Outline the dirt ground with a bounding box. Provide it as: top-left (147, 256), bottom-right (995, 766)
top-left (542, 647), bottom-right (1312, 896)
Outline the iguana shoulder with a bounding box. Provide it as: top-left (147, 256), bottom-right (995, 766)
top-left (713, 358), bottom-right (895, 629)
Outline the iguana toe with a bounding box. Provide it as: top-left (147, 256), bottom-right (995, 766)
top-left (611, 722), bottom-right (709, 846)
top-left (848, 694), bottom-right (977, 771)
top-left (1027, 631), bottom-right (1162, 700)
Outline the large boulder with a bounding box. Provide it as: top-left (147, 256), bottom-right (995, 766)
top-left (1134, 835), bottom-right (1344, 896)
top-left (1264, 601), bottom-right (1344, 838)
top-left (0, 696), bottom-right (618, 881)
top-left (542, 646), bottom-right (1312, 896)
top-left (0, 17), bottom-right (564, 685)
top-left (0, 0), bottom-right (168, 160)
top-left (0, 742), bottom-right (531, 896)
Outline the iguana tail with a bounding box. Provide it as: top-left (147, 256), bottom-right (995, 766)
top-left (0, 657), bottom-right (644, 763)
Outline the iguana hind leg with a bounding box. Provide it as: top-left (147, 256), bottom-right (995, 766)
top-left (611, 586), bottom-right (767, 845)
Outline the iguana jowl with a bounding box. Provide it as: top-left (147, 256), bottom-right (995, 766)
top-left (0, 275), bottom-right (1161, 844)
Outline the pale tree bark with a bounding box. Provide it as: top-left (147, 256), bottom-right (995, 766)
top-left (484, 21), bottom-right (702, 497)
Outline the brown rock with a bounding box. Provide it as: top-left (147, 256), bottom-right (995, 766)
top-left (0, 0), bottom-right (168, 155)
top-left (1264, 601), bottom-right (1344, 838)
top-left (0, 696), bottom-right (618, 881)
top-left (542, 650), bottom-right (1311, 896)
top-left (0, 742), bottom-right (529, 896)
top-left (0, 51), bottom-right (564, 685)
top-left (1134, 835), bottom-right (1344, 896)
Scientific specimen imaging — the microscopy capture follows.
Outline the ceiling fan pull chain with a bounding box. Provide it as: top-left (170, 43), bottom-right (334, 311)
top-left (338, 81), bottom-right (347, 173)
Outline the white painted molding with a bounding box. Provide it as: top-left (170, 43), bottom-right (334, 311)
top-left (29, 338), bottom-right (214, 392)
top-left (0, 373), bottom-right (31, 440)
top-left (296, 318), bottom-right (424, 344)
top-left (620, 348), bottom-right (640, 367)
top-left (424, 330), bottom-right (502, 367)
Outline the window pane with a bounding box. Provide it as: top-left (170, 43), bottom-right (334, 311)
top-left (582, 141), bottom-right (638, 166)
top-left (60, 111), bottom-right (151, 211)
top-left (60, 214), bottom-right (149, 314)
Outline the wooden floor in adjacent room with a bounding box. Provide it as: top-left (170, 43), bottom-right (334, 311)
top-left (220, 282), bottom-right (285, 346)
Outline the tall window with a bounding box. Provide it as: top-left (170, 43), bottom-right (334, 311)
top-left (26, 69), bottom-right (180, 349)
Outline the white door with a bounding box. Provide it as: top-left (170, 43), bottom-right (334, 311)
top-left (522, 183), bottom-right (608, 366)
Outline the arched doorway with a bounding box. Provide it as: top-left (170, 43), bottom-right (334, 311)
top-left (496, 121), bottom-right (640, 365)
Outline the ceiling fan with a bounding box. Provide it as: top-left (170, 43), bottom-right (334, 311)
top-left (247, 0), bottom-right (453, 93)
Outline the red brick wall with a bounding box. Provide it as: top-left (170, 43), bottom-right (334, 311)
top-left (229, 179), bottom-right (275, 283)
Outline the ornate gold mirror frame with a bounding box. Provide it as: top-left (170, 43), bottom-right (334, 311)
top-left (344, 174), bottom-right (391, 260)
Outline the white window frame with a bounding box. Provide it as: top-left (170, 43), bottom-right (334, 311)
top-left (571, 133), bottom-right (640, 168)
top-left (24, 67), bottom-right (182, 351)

━━━━━━━━

**PROBLEM STATEMENT**
Reproduce every one of the rows above verbatim, leaving each line unchanged.

**RESULT**
Outline the dirt ground with a bounding box. Provide it as: top-left (147, 256), bottom-right (995, 766)
top-left (542, 647), bottom-right (1312, 896)
Outline the iguana shoulder with a bounding box. Provide it as: top-left (147, 256), bottom-right (995, 766)
top-left (713, 358), bottom-right (895, 629)
Outline the iguana toe with a bounding box. Provide it as: top-left (147, 256), bottom-right (995, 766)
top-left (611, 722), bottom-right (709, 846)
top-left (848, 694), bottom-right (977, 771)
top-left (1027, 631), bottom-right (1162, 700)
Outline the large boulder with a bounding box. Provide it as: top-left (147, 256), bottom-right (995, 766)
top-left (1134, 835), bottom-right (1344, 896)
top-left (1264, 601), bottom-right (1344, 838)
top-left (0, 696), bottom-right (618, 881)
top-left (542, 646), bottom-right (1312, 896)
top-left (0, 17), bottom-right (564, 685)
top-left (0, 0), bottom-right (168, 160)
top-left (0, 742), bottom-right (531, 896)
Outline the iguana tail with a bounding box. Provide it as: top-left (147, 256), bottom-right (995, 766)
top-left (0, 657), bottom-right (644, 763)
Outline the iguana hind leg with a bounding box. Provide it as: top-left (147, 256), bottom-right (995, 766)
top-left (611, 586), bottom-right (767, 845)
Outline the iguana jowl with a bounding box. Provide it as: top-left (147, 256), bottom-right (995, 766)
top-left (0, 275), bottom-right (1161, 844)
Outline the pale tree bark with a bounding box. Provide it as: top-left (147, 256), bottom-right (995, 766)
top-left (484, 21), bottom-right (702, 497)
Outline the brown rock with a bounding box. Provide it as: top-left (147, 256), bottom-right (995, 766)
top-left (0, 0), bottom-right (168, 155)
top-left (1264, 601), bottom-right (1344, 838)
top-left (0, 696), bottom-right (618, 881)
top-left (542, 650), bottom-right (1311, 896)
top-left (0, 742), bottom-right (529, 896)
top-left (0, 51), bottom-right (564, 685)
top-left (1134, 835), bottom-right (1344, 896)
Scientific specimen imaging — the microscopy capture follows.
Outline the ceiling fan pull chain with a bounding box. Provide it as: top-left (170, 43), bottom-right (334, 311)
top-left (338, 81), bottom-right (347, 173)
Outline the white painted molding with a bounding box. Provide it as: top-left (170, 43), bottom-right (334, 311)
top-left (29, 338), bottom-right (214, 392)
top-left (0, 373), bottom-right (31, 440)
top-left (296, 318), bottom-right (424, 344)
top-left (620, 348), bottom-right (640, 367)
top-left (424, 330), bottom-right (502, 367)
Outline the window pane with a bounding box. Provide it as: top-left (170, 43), bottom-right (334, 311)
top-left (582, 141), bottom-right (638, 166)
top-left (60, 111), bottom-right (151, 211)
top-left (60, 214), bottom-right (149, 314)
Outline the wooden floor in adjacent room with a bounding box. Provide it as: top-left (170, 43), bottom-right (334, 311)
top-left (220, 282), bottom-right (285, 346)
Outline the tall window with a bounding box. Provide it as: top-left (170, 43), bottom-right (334, 311)
top-left (26, 69), bottom-right (180, 349)
Outline the white door with a bounding box. Provide it as: top-left (170, 43), bottom-right (334, 311)
top-left (522, 183), bottom-right (608, 366)
Outline the arched doorway with a bounding box. Provide it as: top-left (170, 43), bottom-right (334, 311)
top-left (496, 121), bottom-right (640, 365)
Outline the ceiling fan with a bounding box. Provide it as: top-left (170, 43), bottom-right (334, 311)
top-left (247, 0), bottom-right (453, 93)
Outline the red brick wall with a bounding box. Provide it as: top-left (170, 43), bottom-right (334, 311)
top-left (229, 179), bottom-right (275, 283)
Outline the ornate gold mirror frame with a bounding box. Provide it as: top-left (170, 43), bottom-right (334, 311)
top-left (344, 174), bottom-right (391, 260)
Outline the white window frame with a bounding box. Provide it as: top-left (170, 43), bottom-right (334, 311)
top-left (571, 133), bottom-right (640, 168)
top-left (24, 67), bottom-right (182, 351)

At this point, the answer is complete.